▶ _SELECTION_:
^^^^^^^^
Summer is here, so get outside! New Jersey boasts plenty of scenic trails, perfect for getting your kids away from their screens and back to nature. Here are a few to consider:

Pyramid Mountain Natural Historic Area: The total distance of this hike is about 3 miles, though there are plenty of alternate routes. Before heading out, stop at the Visitor Center for maps and advice—(they often know which trails are crowded with scout troops). A favorite trek is the not-too-challenging hike up to Tripod Rock: Stranded here after glaciers moved through, this massive boulder is perfectly balanced on three much smaller rocks (hence the name). Although it looks precarious, it’s totally safe, and climbing under it makes for fun photo ops. Aside from the awesome Tripod Rock and some pretty views, if you keep heading down the orange trail, you’ll walk along the beautiful shores of the Taylortown Reservoir. The kids can also go off-trail for some geocaching in the woods. Boonton Ave., Montville.

Rifle Camp Park: The outer loop of this park is 3.5 miles. From the first parking lot, take the yellow trail that leads you along the outskirts of the entire park close to the neighboring reservoir, or take the red trail, which is shorter and more direct. Both routes have access to the observatory at the top, where there’s great stargazing in the evenings. Neither trail is particularly difficult, so both are great options for beginners. Along the way, you’ll have a stunning view of the New York City skyline, as well as some cool rocky cliffs. Most days you’ll also see tons of wildlife along the trails, too. 387 Rifle Camp Rd., Woodland Park.

High Point State Park: There are a bunch of great hikes here—park in the monument lot and follow the kid-friendly red/green loop, which heads along the ridge and then goes past Lake Marcia. Make sure to pack bathing suits and a towel because once the kids spot the water, they’ll want to spend some time swimming. (There are lifeguards and concessions here, too). Before you head back, hit the highlight of the park: Climb up inside the 220-foot, circa 1930 monument erected in honor of all war veterans. The total distance of this hike is 3.6 miles. At the top of the monument you’ll see 360-degree views of the Catskill and Pocono Mountains. Total Distance: 3.6 miles. 1480 Route 23, Sussex.

Stairway to Heaven: If the word “stair” is in the name, you can bet there’s climbing involved, but here you can choose your pleasure (or pain). Pick the scenic route, with over two miles of relatively flat boardwalk that crosses through marshland, ambles over stiles (little ladder structures), through cow pastures and near old railroad tracks. If you’re brave enough, you can also tackle the seemingly straight uphill mile of rock slab “stairs” to the tippy top of Wawayanda Mountain. The kids will love peeking in the mailbox at the top, where hikers traversing the Appalachian Trail (from Georgia to Maine) all sign in as they pass. Make it to the top, and you’ll be rewarded with amazing views of the Catskills, Pochuck Mountain and Vernon Valley. If you opt for the gentle route, you may come face-to-face with a mama cow and her calf.  Rt. 94, Vernon.

Castle Point Trail — Ramapo Mountain State Forest: This 3-mile loop is a challenge best left for ambitious big kids, but there’s a great reward at the end—a castle! Start on the yellow Hoeferlin Memorial trail, then take the white Castle Point trail up a very steep hill to see the ruins of the Van Slyke mansion built by stockbroker William Porter in the early 1900s. You’ll want to spend some time exploring here, then return to your car by following the white and red Skyline Connector trail markings or head back down the way you came. Skyline Dr., Ringwood.
^^^^^^^^
▶ _DATA SEGMENT_:
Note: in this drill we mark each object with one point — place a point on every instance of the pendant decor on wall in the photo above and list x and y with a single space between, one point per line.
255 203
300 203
^^^^^^^^
Reproduce the passage of the New Jersey trail guide between "Castle Point Trail —" and "Skyline Dr., Ringwood.", inclusive.

Castle Point Trail — Ramapo Mountain State Forest: This 3-mile loop is a challenge best left for ambitious big kids, but there’s a great reward at the end—a castle! Start on the yellow Hoeferlin Memorial trail, then take the white Castle Point trail up a very steep hill to see the ruins of the Van Slyke mansion built by stockbroker William Porter in the early 1900s. You’ll want to spend some time exploring here, then return to your car by following the white and red Skyline Connector trail markings or head back down the way you came. Skyline Dr., Ringwood.